*** Data excerpts Section Begins ***

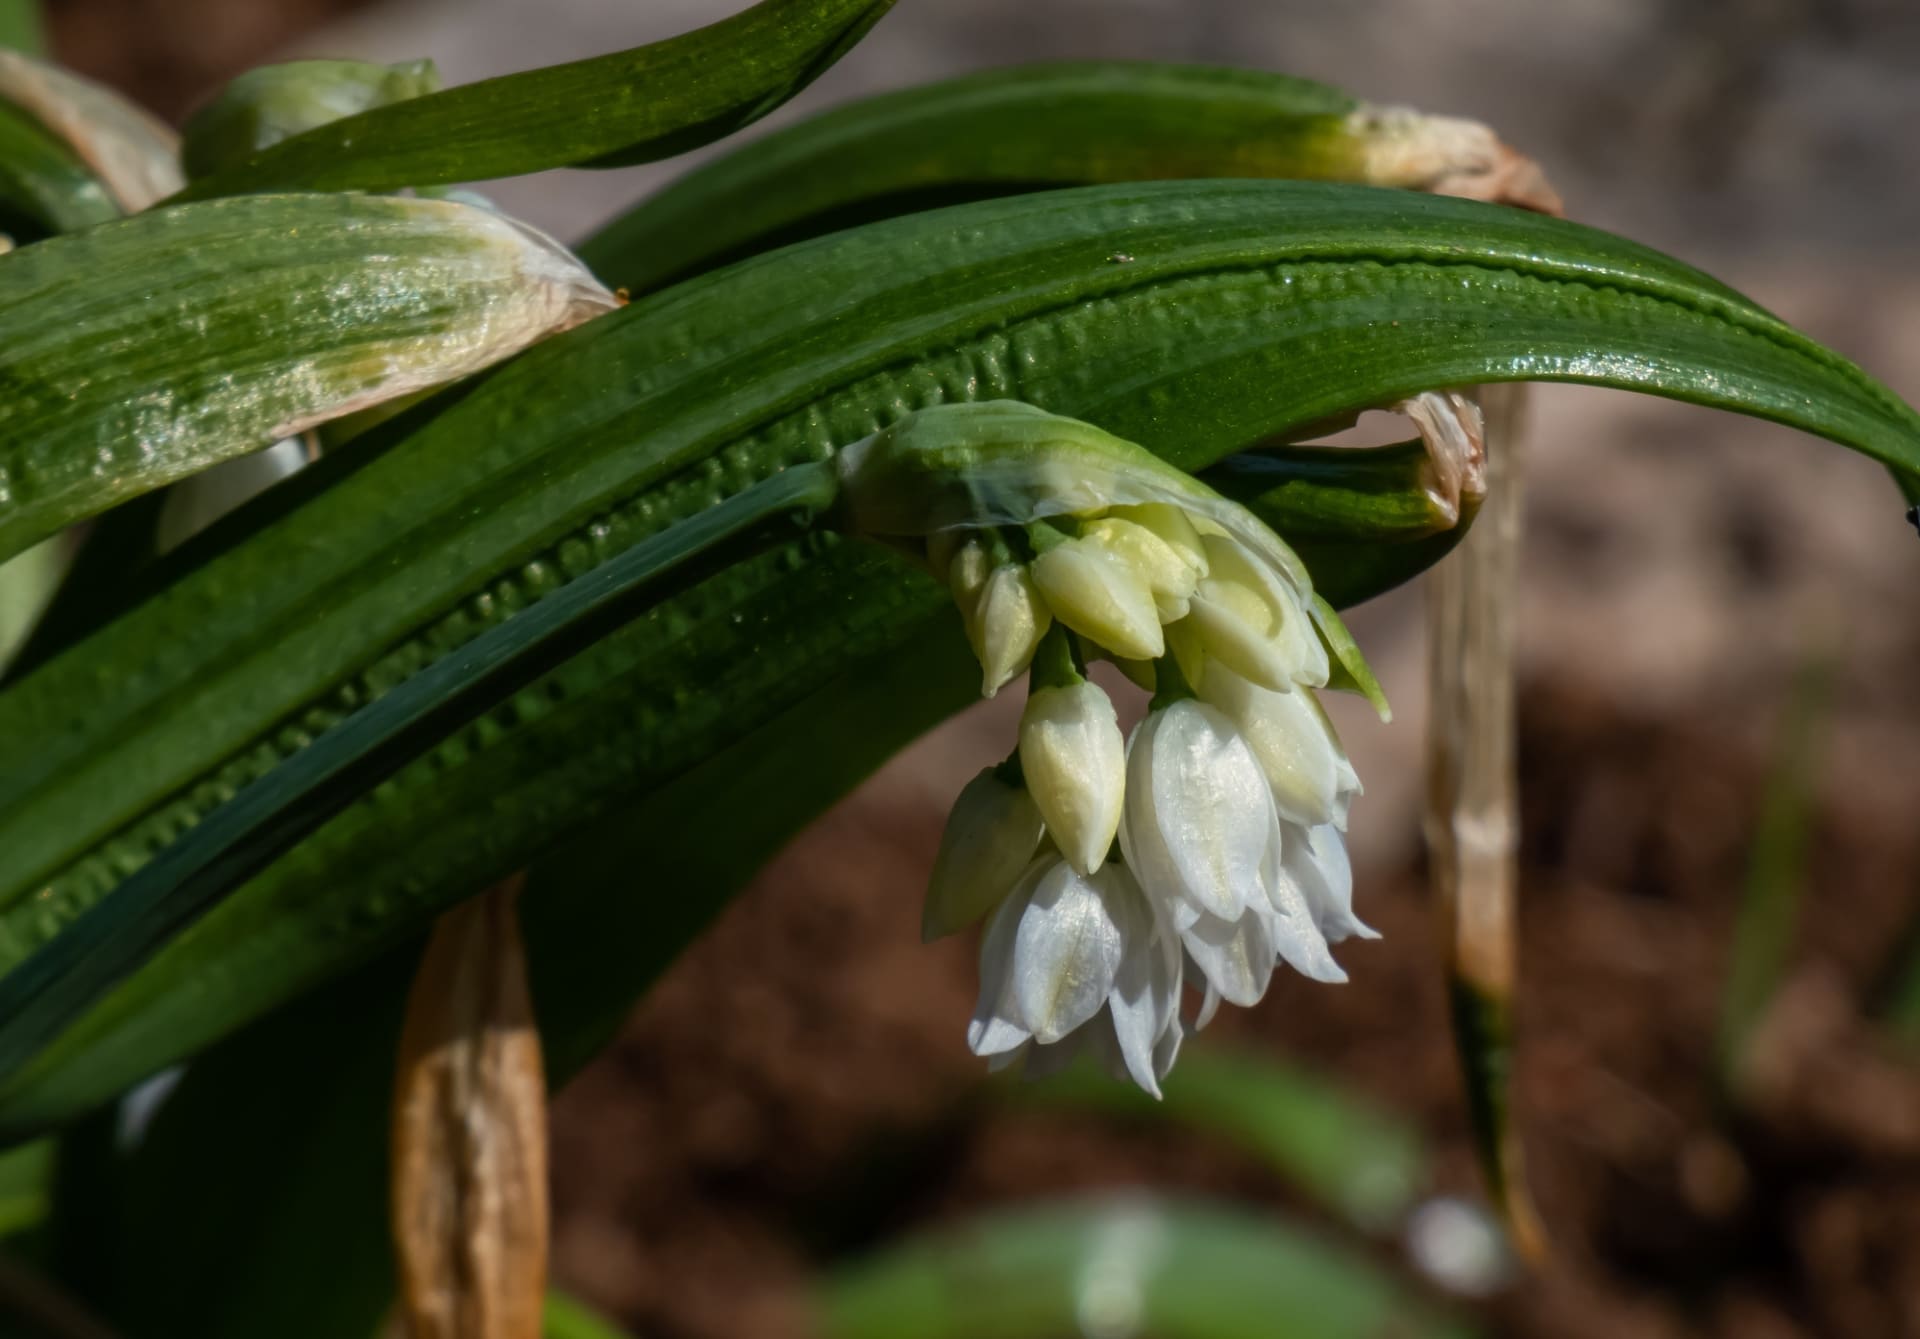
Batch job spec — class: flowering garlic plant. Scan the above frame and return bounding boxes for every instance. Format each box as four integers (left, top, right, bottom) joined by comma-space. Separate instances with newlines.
839, 400, 1386, 1094
2, 2, 1918, 1326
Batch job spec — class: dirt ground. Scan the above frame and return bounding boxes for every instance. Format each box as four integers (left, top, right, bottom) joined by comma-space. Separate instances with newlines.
38, 0, 1920, 1335
541, 672, 1920, 1339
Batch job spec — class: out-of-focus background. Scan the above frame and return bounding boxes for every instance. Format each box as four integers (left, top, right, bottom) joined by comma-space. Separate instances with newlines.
45, 1, 1920, 1335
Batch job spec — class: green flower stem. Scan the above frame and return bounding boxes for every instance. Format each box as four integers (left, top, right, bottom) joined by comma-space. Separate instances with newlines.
1149, 647, 1198, 712
1026, 622, 1083, 692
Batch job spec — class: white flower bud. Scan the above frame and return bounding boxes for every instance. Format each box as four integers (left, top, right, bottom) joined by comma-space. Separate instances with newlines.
1019, 680, 1125, 875
967, 856, 1183, 1096
1029, 537, 1163, 662
972, 564, 1051, 696
1079, 517, 1203, 622
1108, 502, 1209, 578
947, 536, 992, 612
1119, 700, 1275, 926
922, 768, 1046, 941
1197, 665, 1359, 828
1184, 534, 1330, 692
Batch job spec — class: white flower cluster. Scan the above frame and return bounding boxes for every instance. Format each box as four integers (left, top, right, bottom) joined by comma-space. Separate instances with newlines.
849, 403, 1384, 1097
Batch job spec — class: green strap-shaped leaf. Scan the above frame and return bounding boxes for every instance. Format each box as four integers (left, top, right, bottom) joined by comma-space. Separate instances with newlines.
175, 0, 897, 200
819, 1195, 1476, 1339
0, 99, 116, 237
580, 60, 1556, 292
0, 463, 840, 1079
0, 193, 614, 562
70, 635, 978, 1339
2, 181, 1916, 1132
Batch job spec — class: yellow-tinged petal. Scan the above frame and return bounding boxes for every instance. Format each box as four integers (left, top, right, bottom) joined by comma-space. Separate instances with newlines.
1019, 681, 1126, 875
975, 564, 1052, 696
1081, 516, 1202, 621
1030, 539, 1163, 662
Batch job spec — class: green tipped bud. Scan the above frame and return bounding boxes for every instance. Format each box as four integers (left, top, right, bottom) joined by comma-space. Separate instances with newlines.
923, 768, 1046, 941
183, 59, 442, 180
970, 564, 1051, 697
947, 536, 993, 611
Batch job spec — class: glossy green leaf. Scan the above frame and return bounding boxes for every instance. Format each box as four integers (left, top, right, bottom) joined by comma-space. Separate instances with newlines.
0, 463, 839, 1082
80, 633, 977, 1339
0, 193, 613, 563
1206, 440, 1458, 543
581, 59, 1557, 293
176, 0, 897, 200
819, 1195, 1476, 1339
0, 100, 116, 237
1010, 1045, 1426, 1233
3, 181, 1917, 1133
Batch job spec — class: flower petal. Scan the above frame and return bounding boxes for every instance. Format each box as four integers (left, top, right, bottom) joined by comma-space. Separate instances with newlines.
1261, 814, 1348, 983
1081, 516, 1200, 622
1179, 906, 1277, 1008
1281, 820, 1379, 944
1011, 860, 1126, 1044
1030, 537, 1164, 661
967, 861, 1045, 1056
1120, 702, 1273, 923
1102, 867, 1182, 1098
1020, 681, 1125, 875
1197, 666, 1350, 827
1185, 534, 1330, 691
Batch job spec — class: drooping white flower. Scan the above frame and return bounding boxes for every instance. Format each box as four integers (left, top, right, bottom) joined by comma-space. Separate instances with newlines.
1120, 698, 1354, 1014
922, 767, 1046, 942
1180, 532, 1330, 694
1275, 818, 1378, 946
1197, 664, 1361, 829
1119, 699, 1275, 928
968, 855, 1183, 1096
836, 399, 1388, 1093
1019, 679, 1126, 875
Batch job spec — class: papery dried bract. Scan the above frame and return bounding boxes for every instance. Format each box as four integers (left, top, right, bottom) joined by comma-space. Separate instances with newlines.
392, 876, 547, 1339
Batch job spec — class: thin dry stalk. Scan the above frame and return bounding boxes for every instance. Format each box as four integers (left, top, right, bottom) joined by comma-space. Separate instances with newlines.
1423, 381, 1547, 1262
391, 874, 548, 1339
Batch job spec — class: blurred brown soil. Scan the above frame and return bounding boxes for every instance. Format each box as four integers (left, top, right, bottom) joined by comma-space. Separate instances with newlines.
546, 674, 1920, 1339
45, 0, 376, 120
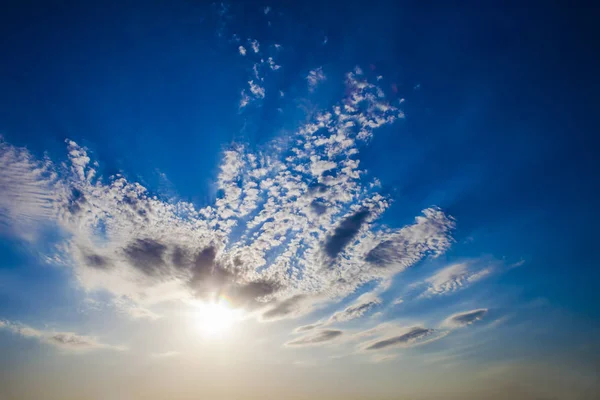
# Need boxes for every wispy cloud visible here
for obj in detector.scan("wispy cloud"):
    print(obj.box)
[0,320,125,352]
[328,293,381,324]
[418,261,493,298]
[307,67,326,91]
[286,329,343,347]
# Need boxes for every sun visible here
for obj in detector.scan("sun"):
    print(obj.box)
[196,297,238,336]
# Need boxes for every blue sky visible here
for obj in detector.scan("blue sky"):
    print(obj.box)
[0,2,599,400]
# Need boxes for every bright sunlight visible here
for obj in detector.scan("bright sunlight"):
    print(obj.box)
[196,297,239,336]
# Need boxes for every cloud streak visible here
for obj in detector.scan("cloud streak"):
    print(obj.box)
[286,329,343,347]
[441,309,488,329]
[0,320,124,352]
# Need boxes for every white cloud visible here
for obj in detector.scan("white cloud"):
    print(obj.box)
[420,261,493,297]
[238,45,247,56]
[248,80,265,98]
[249,39,260,53]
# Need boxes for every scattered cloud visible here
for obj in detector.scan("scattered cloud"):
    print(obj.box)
[238,45,246,55]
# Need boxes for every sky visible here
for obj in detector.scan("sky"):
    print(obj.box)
[0,1,599,400]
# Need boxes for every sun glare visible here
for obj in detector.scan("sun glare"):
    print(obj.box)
[196,298,238,336]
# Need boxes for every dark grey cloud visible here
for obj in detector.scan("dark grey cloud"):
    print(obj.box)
[365,327,433,350]
[66,187,87,215]
[48,333,97,348]
[307,182,328,195]
[189,246,224,285]
[123,238,167,276]
[365,240,395,266]
[310,200,328,216]
[443,309,488,329]
[324,209,370,258]
[234,280,281,302]
[84,253,109,269]
[262,295,305,320]
[171,246,189,269]
[184,246,283,307]
[286,329,343,346]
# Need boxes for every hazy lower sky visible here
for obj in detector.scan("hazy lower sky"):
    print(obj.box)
[0,2,598,400]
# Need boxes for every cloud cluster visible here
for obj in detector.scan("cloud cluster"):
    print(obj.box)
[0,320,124,351]
[0,69,454,325]
[236,37,282,108]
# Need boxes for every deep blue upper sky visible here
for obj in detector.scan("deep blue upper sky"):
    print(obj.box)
[0,2,599,399]
[2,1,597,308]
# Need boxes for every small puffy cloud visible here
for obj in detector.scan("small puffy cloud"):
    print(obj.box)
[249,39,260,53]
[0,320,124,352]
[307,67,326,91]
[240,90,250,108]
[248,80,265,98]
[238,45,247,56]
[441,309,488,329]
[286,329,343,347]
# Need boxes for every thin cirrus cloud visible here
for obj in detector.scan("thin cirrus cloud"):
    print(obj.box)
[0,320,125,352]
[286,329,343,347]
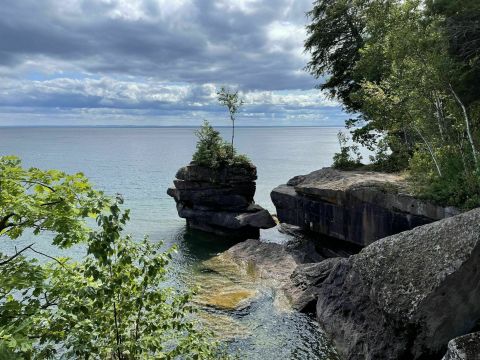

*** Data excerpts Section Ends ***

(Exercise)
Retype each entry exactly as it appears, excluding any image.

(Output of the exercise)
Batch job spec — class: flowering garlic plant. Scan the above frame and return bounding boxes for every instance. Format each box as four integers (left, top, right, bottom) joined by comma-space. Separate instances with newlines.
839, 400, 1386, 1094
2, 2, 1918, 1326
Batch job spec — class: dirt ground. Scan the above frame and return bounding boxes for every instance. Format each box as four integers (left, top, right, bottom) joined by comma-space. Separate instances with newlines.
38, 0, 1920, 1335
541, 672, 1920, 1339
Batch job spec — class: out-of-focus background. Scan the above frame and return bounding boxes for every instance. Format each box as four integers (left, top, right, bottom) joined by comma-space. Separate instances with newlines.
45, 1, 1920, 1335
Batch job spec — class: green flower stem. Scan the above frame and return bounding boxes for every instance. Format each box as four integers (left, top, right, bottom) joined by comma-space. Separate instances with newlines.
1149, 647, 1198, 712
1026, 622, 1083, 692
Batch job spec — class: white flower bud. Scan the above frame and return bounding boxes for every instance. Format each box as four integers (left, top, right, bottom) joined by comma-space. Separate instances with newlines.
1019, 680, 1125, 875
967, 856, 1183, 1096
1029, 537, 1163, 662
972, 564, 1051, 696
1079, 517, 1203, 622
1108, 502, 1209, 578
947, 536, 992, 612
1119, 700, 1275, 926
922, 768, 1046, 941
1197, 665, 1359, 828
1184, 534, 1330, 692
Batch job spec — class: white flower cluster. Scan the above frame and return bounding boxes for every instance. Format each box as four integers (left, top, right, bottom) joined by comma-space. Separate instances with newlines.
849, 403, 1384, 1097
Batch job spec — class: green strap-shaped leaf. Scan the above frame and return bounding boxes for every instance. Format each box as four integers (left, top, right, bottom) joined by comma-space. Separate instances with newlines.
175, 0, 897, 200
819, 1195, 1476, 1339
0, 99, 116, 237
580, 60, 1556, 292
0, 463, 840, 1079
0, 193, 614, 562
70, 635, 978, 1339
2, 181, 1916, 1132
Batch job spec — class: yellow-tinged petal. Scan the above frame and return bounding boxes for every instance. Format each box as four integers (left, top, right, bottom) joined by comma-space. Separate instances with newlines.
1019, 681, 1126, 875
975, 564, 1052, 696
1081, 516, 1202, 621
1030, 539, 1163, 662
Batch job spec — class: green tipped bud. Scan the above frame and return bounding boxes for every instance. Format each box as four integers (left, top, right, bottom) joined by comma-space. Separate instances with newlines.
923, 768, 1046, 941
183, 59, 442, 180
970, 564, 1051, 697
947, 536, 993, 611
Batch job spec — class: glossy green leaf. Scan the above frame and return bounding boxes for every instance. Format each box as four integers (left, top, right, bottom) joined by comma-space. Separate instances with newlines.
0, 463, 839, 1082
80, 633, 977, 1339
0, 193, 613, 563
1206, 440, 1458, 543
581, 59, 1557, 293
176, 0, 897, 200
819, 1195, 1476, 1339
0, 100, 116, 237
1010, 1045, 1426, 1233
3, 181, 1917, 1133
Batch job spec — class: flower petal. Scan the above frame and return bounding boxes for every instance. Format each box as four integers (left, top, right, bottom) joined by comma-space. Separate instances with newlines.
1261, 814, 1348, 983
1081, 516, 1200, 622
1179, 906, 1277, 1008
1281, 820, 1379, 944
1011, 860, 1126, 1044
1030, 537, 1164, 661
967, 861, 1045, 1056
1120, 702, 1273, 923
1102, 867, 1182, 1098
1020, 681, 1125, 875
1197, 666, 1350, 827
1185, 534, 1330, 691
Batch job spec — class: drooping white flower. Scan the above frame and return bounding boxes for every instance. Format each box as four integers (left, top, right, bottom) joined by comma-space. Separate instances with newlines.
1120, 698, 1354, 1014
922, 767, 1046, 942
1180, 532, 1330, 694
1275, 818, 1378, 946
1197, 664, 1361, 829
1119, 699, 1275, 928
968, 855, 1183, 1096
836, 399, 1388, 1093
1019, 679, 1126, 875
Batch job spec — class: papery dried bract. Scan the above frame and return bounding boxes for every instance. Format each box as four integers (left, top, right, bottom) joined by comma-space. Separate instances with newlines.
392, 876, 547, 1339
Batch job spec — class: thin dry stalk. Scan the above frame and return bounding boxes for every instance. Format each box as four integers (left, top, right, bottom) joined by comma-space. Separate instances with newlines.
1423, 381, 1547, 1262
391, 874, 548, 1339
Batch job spec — class: blurred brown soil. Scan the above frame and return bounding boxes for every instance. Format each box as four integers (left, top, right, bottom) joined by comma-space. Separate instances with newlines.
546, 674, 1920, 1339
45, 0, 376, 120
# Need boxes for every wispy cloud visible here
for obj in detector.scan("wispy cloud"):
    print(obj.box)
[0,320,125,352]
[328,293,381,324]
[418,261,493,298]
[307,67,326,91]
[286,329,343,347]
# Need boxes for every sun visible here
for obj in detector.scan("sun"):
    print(obj.box)
[196,297,238,336]
# Need boxes for every blue sky visible here
for obj in detector.scan("blue sky"):
    print(obj.box)
[0,2,599,400]
# Need boxes for every bright sunlight visible here
for obj in detector.scan("bright sunlight"):
    print(obj.box)
[196,297,239,336]
# Need boxes for every cloud streak visible here
for obj in detector.scan("cloud streak"):
    print(obj.box)
[286,329,343,347]
[441,309,488,329]
[0,320,124,352]
# Need boxes for every white cloud visible here
for obj in detector.scan("white cloud"):
    print(obj.box)
[420,261,493,297]
[238,45,247,56]
[248,80,265,98]
[249,39,260,53]
# Need boxes for every scattered cloud visible here
for obj in detector.scan("scattered cloud"):
    print(obj.box)
[238,45,246,55]
# Need boxes for every sky visible here
for obj in detector.scan("sky"):
    print(obj.box)
[0,1,599,400]
# Need boxes for every sun glare visible here
for obj in detector.scan("sun glare"):
    print(obj.box)
[196,298,238,336]
# Need boxes for every dark grey cloud visible here
for obj in detector.scan("dark grey cloud"):
    print(obj.box)
[365,327,433,350]
[66,187,87,215]
[48,333,97,348]
[307,182,328,195]
[189,246,224,285]
[123,238,167,276]
[365,240,395,266]
[310,200,328,216]
[443,309,488,329]
[324,209,370,258]
[234,280,281,302]
[84,253,109,269]
[262,295,305,320]
[171,246,189,269]
[184,246,283,307]
[286,329,343,346]
# Need boxes for every hazy lower sky visible here
for obj in detector.scan("hazy lower sky"):
    print(obj.box)
[0,2,598,400]
# Need boxes for every cloud cluster visible here
for obj in detector.scan("cloud cluster"):
    print(obj.box)
[0,320,124,351]
[0,69,454,325]
[236,37,282,108]
# Need boxes for every deep blue upper sky visible here
for obj in detector.scan("deep blue upper sky"):
    print(obj.box)
[0,2,599,399]
[2,1,597,308]
# Need boxes for every small puffy cloud visible here
for obj in detector.scan("small puffy cloud"):
    print(obj.box)
[249,39,260,53]
[0,320,124,352]
[307,67,326,91]
[240,90,250,108]
[248,80,265,98]
[238,45,247,56]
[441,309,488,329]
[286,329,343,347]
# Need boxes for every thin cirrus cloud visible here
for obj in detector.scan("thin cirrus cloud"):
    print(obj.box)
[0,320,125,352]
[286,329,343,347]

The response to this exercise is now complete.